Dataset items:
------

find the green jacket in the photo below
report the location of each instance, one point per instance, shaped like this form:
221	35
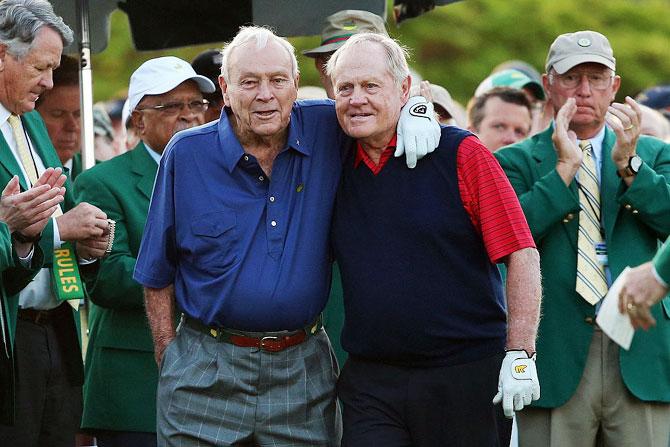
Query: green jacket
14	278
120	374
662	262
635	219
12	282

------

▶ _What is needed_
Format the data above as a Markdown table with the columns Row and Line, one line per row, numbered in order and without blank lines. Omit the pictures.

▶ _Response to this task_
| Row | Line |
|---|---|
| 1 | find the green jacket in the photo below |
| 2 | report the location of each instance, one point per instance, shaped like this form: |
| 3 | 221	35 |
| 4 | Query: green jacket |
| 5 | 14	278 |
| 6 | 120	374 |
| 7 | 662	262 |
| 8 | 635	219 |
| 9 | 12	282 |